(Excerpts from a detection dataset)
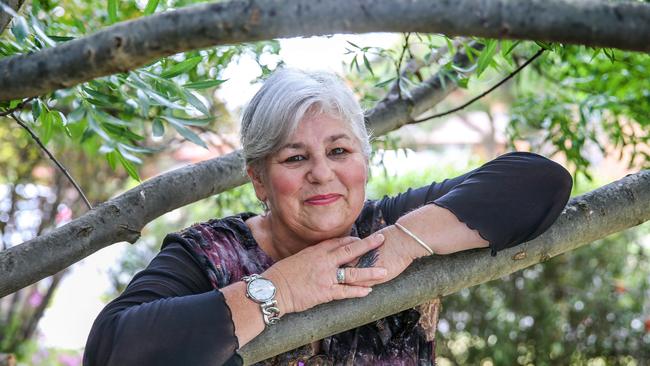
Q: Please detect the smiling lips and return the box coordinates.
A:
[305,193,342,206]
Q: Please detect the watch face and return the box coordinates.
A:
[248,278,275,302]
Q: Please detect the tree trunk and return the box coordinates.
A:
[0,0,650,101]
[240,170,650,364]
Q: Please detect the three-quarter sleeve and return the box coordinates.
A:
[83,242,242,366]
[380,152,573,255]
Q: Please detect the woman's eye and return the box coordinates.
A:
[330,147,346,155]
[285,155,305,163]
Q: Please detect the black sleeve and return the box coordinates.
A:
[83,240,242,366]
[379,152,573,255]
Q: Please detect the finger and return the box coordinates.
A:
[318,236,361,250]
[332,285,372,300]
[336,234,384,266]
[345,267,388,285]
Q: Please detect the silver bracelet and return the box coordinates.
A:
[395,223,434,254]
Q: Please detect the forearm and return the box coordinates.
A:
[381,204,488,259]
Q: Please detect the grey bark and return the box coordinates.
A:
[240,170,650,364]
[0,0,650,101]
[0,0,25,34]
[0,48,468,298]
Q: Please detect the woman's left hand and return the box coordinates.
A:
[350,225,429,286]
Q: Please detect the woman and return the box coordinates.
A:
[84,70,572,365]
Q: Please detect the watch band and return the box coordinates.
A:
[242,274,280,327]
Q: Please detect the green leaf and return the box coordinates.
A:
[363,53,375,76]
[108,0,118,23]
[160,116,214,127]
[163,120,208,149]
[346,41,361,49]
[47,34,77,42]
[144,0,159,15]
[11,16,29,43]
[32,99,43,121]
[117,152,141,182]
[456,78,469,89]
[476,39,498,76]
[501,41,521,57]
[153,118,165,137]
[40,111,54,145]
[106,151,118,170]
[444,37,456,55]
[160,56,203,78]
[117,144,142,164]
[183,79,228,90]
[375,77,395,88]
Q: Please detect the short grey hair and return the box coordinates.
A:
[241,69,370,173]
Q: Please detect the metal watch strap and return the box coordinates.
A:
[242,274,280,327]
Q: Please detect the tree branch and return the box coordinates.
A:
[0,0,25,34]
[409,48,544,124]
[240,170,650,364]
[0,0,650,101]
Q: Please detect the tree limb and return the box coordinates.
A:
[0,0,25,34]
[0,0,650,101]
[240,170,650,364]
[0,46,470,298]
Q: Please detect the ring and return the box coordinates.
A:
[336,268,345,283]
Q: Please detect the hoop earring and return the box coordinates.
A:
[259,200,270,216]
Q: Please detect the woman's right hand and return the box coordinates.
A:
[262,234,387,314]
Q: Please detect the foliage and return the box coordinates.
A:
[0,0,279,180]
[0,0,650,364]
[509,46,650,182]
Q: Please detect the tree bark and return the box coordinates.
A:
[0,0,650,101]
[240,170,650,364]
[0,48,476,298]
[0,0,25,34]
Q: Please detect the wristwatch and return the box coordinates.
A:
[242,274,280,327]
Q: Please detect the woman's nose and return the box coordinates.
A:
[307,157,334,183]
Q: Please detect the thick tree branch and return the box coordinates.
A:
[0,46,470,298]
[0,0,25,34]
[240,170,650,364]
[0,0,650,101]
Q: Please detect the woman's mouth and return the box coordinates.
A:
[305,193,341,206]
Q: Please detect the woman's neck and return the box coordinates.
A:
[246,213,315,262]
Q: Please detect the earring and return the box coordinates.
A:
[259,200,269,216]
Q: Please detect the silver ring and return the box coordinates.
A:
[336,268,345,283]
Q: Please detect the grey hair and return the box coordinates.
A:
[241,69,370,173]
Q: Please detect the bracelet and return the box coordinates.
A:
[395,223,434,254]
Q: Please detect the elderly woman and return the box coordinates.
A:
[84,70,572,365]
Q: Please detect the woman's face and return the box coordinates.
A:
[253,114,368,241]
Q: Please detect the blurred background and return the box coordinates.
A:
[0,0,650,366]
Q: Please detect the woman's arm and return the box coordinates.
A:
[84,235,386,366]
[362,152,572,278]
[84,243,241,365]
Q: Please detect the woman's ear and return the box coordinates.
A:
[246,165,268,202]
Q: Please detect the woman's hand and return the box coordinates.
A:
[360,225,429,286]
[262,234,387,314]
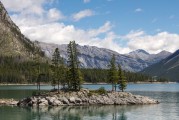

**Short task**: Copy out every one of the records above word for word, leaving out the pictures.

**Task response**:
Q: Please detect the smiling lips and return the box coordinates.
A:
[305,193,342,206]
Q: Please detect the watch face and return the box coordinates.
A:
[248,278,275,302]
Q: Please detect the tree trunk and return the box coordinates.
A:
[0,0,650,101]
[240,170,650,364]
Q: Please detect the three-quarter sleeve and return the box coordinates.
A:
[83,242,242,366]
[380,152,573,255]
Q: Please detect the woman's eye and return the box coordinates.
A:
[330,147,346,155]
[285,155,305,163]
Q: Please detect the black sleeve and return the box coordinates.
A:
[83,240,242,366]
[379,152,573,255]
Q: Please detect the finger and return the box coordinates.
A:
[318,236,361,250]
[332,285,372,300]
[336,234,384,266]
[345,267,388,285]
Q: Please detect the silver bracelet and return the box coordinates.
A:
[395,223,434,254]
Q: Please detect the forearm and return the box coordinates.
A:
[381,204,488,259]
Q: Please detect the grey bark and return the box coordinates.
A:
[240,170,650,364]
[0,0,650,101]
[0,0,25,34]
[0,48,468,298]
Q: Please detect the woman's left hand and return the box coordinates.
A:
[350,225,429,286]
Q: Please detect the woman and return the box coordinates.
A:
[84,70,572,365]
Q: Please detect the watch band and return the box coordinates.
A:
[242,274,280,327]
Q: Please detect the green leaf and return the box coordinates.
A:
[363,53,375,76]
[108,0,118,23]
[160,116,214,127]
[163,120,208,149]
[346,41,361,49]
[47,34,77,42]
[144,0,159,15]
[11,16,29,43]
[32,99,43,121]
[117,152,141,182]
[456,78,469,89]
[476,39,498,76]
[501,41,521,57]
[153,118,165,137]
[40,111,54,145]
[106,151,118,170]
[444,37,456,55]
[160,56,203,78]
[117,144,142,164]
[183,79,228,90]
[375,77,395,88]
Q: Please detect the short grey hair and return the box coordinates.
A:
[241,69,370,173]
Q: Please detect the metal watch strap and return the box coordinates.
A:
[242,274,280,327]
Q: Please detect the tree branch and return the box coordinates.
A:
[0,0,25,34]
[409,48,544,124]
[240,170,650,364]
[0,0,650,101]
Q: Please detect the tree limb and return the box coordinates.
A:
[0,0,25,34]
[0,0,650,101]
[240,170,650,364]
[0,46,470,298]
Q: Please detect the ring and return the box coordinates.
A:
[336,268,345,283]
Q: Please detect the hoop earring and return the box coordinates.
A:
[259,200,270,216]
Q: Please detect the woman's right hand and return the box coordinates.
A:
[262,234,387,314]
Q: Please detect the foliage and return the box coordinates.
A:
[0,0,279,180]
[0,0,650,364]
[509,46,650,182]
Q: Please detect the tree bark and return the box coordinates.
A:
[0,0,650,101]
[240,170,650,364]
[0,48,476,298]
[0,0,25,34]
Q: Please detect the wristwatch and return the box coordinates.
A:
[242,274,280,327]
Q: Please detect the woman's nose and return the box coordinates.
A:
[307,157,334,183]
Q: Please detect the thick tree branch and return the box coordinates.
A:
[0,46,470,298]
[0,0,25,34]
[240,170,650,364]
[0,0,650,101]
Q: Please detect the woman's mouth and return the box coordinates.
A:
[305,193,341,206]
Q: Please detect the woman's neck and return the box coordinates.
A:
[246,213,315,262]
Q: Please detect the earring and return the box coordinates.
A:
[259,200,269,216]
Q: Please detect the silver ring and return the box coordinates.
A:
[336,268,345,283]
Q: Please detect the grey hair and return the box coordinates.
A:
[241,69,370,173]
Q: Please detect the bracelet and return the box coordinates.
A:
[395,223,434,254]
Q: Please detect the elderly woman and return the box coordinates.
A:
[84,70,572,365]
Q: Please detect the woman's face and return the box coordinates.
A:
[253,114,368,241]
Q: Please detect the blurred background and return the box coordinates.
A:
[0,0,650,366]
Q: Please detect the woman's arm and return the box coordinates.
A:
[84,235,386,366]
[362,152,572,278]
[84,243,241,365]
Q: Please detect the woman's ear and return the box coordinates.
A:
[246,165,268,202]
Q: Please detect the woman's hand and return the box coordinates.
A:
[360,225,429,286]
[262,234,387,314]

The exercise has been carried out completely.